* **DOKUMENT**
FORDERUNGEN ZUR EUROPAWAHL
Die Europawahl 2024 steht unmittelbar bevor und alle EU-Bürger*innen dürfen zwischen dem 6. und 9. Juni 2024 wählen gehen. Das nehmen wir zum Anlass, um unsere politischen Forderungen 2021 zu überarbeiten und mit aktuellen Entwicklungen auf europäischer Ebene zu verknüpfen.
2021 haben wir das Inkrafttreten der EU-Trinkwasserrichtlinie begrüßt, welche zwei Jahre später mit der Trinkwasserverordnung in nationales Recht umgesetzt wurde. Sie legt die Anforderungen an Beschaffenheit und Aufbereitung des Trinkwassers fest und bestimmt Maßnahmen zu dessen Überwachung und Schutz.

* **AUFGABE A**
Ermitteln Sie alle Zeilen der Einträge, in denen die Zeichenfolge „blue“ vorkommt, und geben Sie diese Zeilen wörtlich wieder.
Die Einträge haben mit dem Dokument nichts zu tun.

Auszüge aus Datensätzen zum Zeigen auf Objekte
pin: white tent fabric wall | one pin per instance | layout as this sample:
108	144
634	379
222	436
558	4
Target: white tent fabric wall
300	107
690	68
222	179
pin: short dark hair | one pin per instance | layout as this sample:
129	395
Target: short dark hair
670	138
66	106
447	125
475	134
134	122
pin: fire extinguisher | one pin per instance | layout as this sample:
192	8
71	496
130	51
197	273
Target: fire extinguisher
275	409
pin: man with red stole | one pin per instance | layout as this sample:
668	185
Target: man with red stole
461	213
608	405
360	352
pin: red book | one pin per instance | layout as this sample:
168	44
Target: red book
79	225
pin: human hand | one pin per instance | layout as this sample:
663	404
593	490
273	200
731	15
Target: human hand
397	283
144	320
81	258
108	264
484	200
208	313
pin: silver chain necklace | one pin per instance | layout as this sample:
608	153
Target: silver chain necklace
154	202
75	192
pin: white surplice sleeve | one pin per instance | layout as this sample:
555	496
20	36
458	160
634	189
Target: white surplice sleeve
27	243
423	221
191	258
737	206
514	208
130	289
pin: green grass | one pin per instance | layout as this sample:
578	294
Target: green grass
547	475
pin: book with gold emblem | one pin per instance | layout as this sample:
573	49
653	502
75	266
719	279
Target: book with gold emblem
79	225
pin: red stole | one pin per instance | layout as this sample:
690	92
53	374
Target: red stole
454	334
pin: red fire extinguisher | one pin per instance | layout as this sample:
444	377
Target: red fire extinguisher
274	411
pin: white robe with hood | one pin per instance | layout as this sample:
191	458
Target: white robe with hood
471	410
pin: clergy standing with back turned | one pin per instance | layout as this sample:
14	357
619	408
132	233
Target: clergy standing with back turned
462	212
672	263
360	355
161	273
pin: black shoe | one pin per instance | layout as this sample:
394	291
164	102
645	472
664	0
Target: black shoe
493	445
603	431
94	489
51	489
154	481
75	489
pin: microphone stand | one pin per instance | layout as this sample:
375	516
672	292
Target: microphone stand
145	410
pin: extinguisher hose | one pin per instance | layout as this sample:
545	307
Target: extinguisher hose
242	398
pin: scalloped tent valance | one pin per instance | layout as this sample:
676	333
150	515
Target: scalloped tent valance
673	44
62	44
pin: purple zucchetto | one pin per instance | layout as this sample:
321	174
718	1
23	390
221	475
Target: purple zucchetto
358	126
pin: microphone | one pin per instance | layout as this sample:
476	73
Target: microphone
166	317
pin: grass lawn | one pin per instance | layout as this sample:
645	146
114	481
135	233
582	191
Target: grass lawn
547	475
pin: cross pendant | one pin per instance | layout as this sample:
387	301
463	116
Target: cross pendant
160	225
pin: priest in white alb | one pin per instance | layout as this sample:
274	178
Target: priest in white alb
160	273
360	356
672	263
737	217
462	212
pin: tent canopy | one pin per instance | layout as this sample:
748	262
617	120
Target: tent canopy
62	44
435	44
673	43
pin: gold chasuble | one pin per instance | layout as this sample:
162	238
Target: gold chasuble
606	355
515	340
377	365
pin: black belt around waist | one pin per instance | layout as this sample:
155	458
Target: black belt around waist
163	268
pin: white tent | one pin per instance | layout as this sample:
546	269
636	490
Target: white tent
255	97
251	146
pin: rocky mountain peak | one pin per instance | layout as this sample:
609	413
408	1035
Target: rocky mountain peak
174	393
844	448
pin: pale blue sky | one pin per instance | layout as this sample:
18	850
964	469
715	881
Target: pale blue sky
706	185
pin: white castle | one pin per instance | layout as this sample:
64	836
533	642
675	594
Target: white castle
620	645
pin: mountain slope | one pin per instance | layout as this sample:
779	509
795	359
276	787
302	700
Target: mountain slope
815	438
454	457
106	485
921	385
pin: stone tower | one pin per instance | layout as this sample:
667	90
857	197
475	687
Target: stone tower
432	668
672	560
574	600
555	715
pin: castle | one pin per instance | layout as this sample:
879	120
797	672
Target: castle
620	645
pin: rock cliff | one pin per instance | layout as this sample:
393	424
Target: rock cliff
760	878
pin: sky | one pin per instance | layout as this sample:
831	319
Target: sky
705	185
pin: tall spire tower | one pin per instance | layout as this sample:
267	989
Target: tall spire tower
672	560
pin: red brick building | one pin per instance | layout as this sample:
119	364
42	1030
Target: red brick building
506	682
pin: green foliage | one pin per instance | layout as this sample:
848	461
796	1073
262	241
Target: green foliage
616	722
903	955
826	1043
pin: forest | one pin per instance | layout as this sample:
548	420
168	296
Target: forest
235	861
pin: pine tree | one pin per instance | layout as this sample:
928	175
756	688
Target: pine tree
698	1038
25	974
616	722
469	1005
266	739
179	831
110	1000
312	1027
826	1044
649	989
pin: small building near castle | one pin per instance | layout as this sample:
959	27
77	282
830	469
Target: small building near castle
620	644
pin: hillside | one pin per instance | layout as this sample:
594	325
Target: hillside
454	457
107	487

--

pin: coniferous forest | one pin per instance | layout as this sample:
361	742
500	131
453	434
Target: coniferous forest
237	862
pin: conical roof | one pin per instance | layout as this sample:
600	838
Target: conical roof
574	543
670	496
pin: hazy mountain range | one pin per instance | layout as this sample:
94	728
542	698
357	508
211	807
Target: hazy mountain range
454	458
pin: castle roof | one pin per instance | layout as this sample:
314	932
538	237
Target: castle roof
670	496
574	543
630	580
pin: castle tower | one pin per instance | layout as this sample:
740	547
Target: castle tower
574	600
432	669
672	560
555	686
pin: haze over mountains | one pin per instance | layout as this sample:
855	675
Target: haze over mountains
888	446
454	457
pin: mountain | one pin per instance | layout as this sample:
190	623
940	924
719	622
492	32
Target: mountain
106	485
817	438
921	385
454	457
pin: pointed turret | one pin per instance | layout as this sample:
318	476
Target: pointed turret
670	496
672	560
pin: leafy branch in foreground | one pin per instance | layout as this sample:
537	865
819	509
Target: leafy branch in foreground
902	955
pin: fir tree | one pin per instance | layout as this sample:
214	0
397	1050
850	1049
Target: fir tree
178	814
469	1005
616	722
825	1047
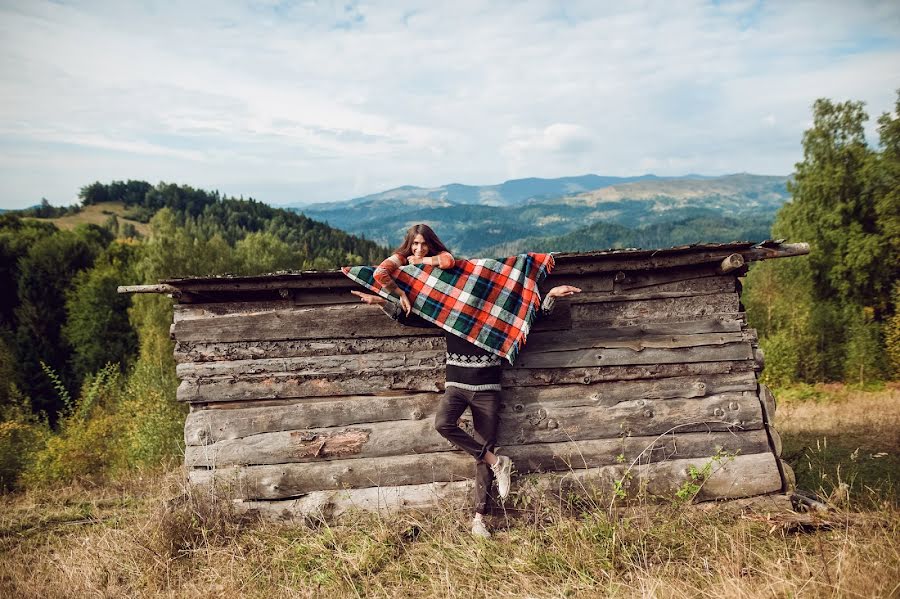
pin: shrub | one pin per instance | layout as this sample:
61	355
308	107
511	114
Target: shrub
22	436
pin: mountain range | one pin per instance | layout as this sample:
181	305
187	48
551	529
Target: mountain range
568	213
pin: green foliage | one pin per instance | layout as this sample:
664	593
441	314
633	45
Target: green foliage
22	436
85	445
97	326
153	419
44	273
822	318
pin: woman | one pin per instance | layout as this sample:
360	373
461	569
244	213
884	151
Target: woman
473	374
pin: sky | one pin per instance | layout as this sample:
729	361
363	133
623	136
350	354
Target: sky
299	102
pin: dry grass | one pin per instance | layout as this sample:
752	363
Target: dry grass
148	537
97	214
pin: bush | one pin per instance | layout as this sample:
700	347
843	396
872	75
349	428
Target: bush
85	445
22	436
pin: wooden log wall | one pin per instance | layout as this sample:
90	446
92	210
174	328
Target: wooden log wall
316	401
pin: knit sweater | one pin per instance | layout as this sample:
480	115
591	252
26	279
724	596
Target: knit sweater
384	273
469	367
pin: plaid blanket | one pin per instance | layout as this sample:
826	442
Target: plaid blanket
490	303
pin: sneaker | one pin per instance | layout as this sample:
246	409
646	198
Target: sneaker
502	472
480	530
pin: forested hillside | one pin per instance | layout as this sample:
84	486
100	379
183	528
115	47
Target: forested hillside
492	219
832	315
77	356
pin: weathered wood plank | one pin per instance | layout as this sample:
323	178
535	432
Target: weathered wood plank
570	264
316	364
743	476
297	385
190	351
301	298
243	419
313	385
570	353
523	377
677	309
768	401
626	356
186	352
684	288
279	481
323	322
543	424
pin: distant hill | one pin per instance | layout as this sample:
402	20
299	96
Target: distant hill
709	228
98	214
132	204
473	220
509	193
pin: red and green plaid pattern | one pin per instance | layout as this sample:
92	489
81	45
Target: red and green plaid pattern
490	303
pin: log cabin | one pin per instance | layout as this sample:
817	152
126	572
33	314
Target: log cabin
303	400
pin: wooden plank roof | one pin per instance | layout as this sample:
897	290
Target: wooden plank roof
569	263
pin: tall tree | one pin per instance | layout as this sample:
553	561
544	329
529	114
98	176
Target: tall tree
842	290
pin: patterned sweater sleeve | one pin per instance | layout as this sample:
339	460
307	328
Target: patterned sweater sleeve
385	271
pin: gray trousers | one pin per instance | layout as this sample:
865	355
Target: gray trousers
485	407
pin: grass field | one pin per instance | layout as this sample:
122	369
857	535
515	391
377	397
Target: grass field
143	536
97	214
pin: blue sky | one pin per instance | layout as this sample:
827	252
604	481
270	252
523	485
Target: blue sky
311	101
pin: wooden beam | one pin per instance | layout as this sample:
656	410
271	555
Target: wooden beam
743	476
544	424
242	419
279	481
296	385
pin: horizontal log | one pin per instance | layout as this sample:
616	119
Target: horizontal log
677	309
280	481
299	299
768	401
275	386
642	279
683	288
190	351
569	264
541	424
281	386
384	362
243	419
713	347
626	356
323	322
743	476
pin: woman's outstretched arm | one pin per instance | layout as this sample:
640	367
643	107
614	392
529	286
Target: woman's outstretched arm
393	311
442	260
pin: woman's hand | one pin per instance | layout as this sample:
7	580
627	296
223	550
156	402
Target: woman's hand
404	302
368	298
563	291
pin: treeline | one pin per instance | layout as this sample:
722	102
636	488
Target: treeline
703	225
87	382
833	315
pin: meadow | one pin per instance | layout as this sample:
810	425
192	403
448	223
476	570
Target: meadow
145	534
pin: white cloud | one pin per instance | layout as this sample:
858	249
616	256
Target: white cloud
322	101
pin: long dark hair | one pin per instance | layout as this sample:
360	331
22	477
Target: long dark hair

* **AUFGABE B**
Fassen Sie das Dokument in zwei Sätzen zusammen.

* **VOLLSTÄNDIGE LÖSUNG A**
pin: pale blue sky | one pin per instance | layout as this sample:
Target: pale blue sky
pin: blue sky | one pin per instance | layout as this sample:
Target: blue sky

* **VOLLSTÄNDIGE LÖSUNG B**
Anlässlich der Europawahl 2024, bei der alle EU-Bürger*innen zwischen dem 6. und 9. Juni wählen dürfen, werden die politischen Forderungen von 2021 überarbeitet und mit aktuellen Entwicklungen auf europäischer Ebene verknüpft. 2021 wurde das Inkrafttreten der EU-Trinkwasserrichtlinie begrüßt, die zwei Jahre später mit der Trinkwasserverordnung in nationales Recht umgesetzt wurde und die Anforderungen an Beschaffenheit und Aufbereitung des Trinkwassers festlegt sowie Maßnahmen zu dessen Überwachung und Schutz bestimmt.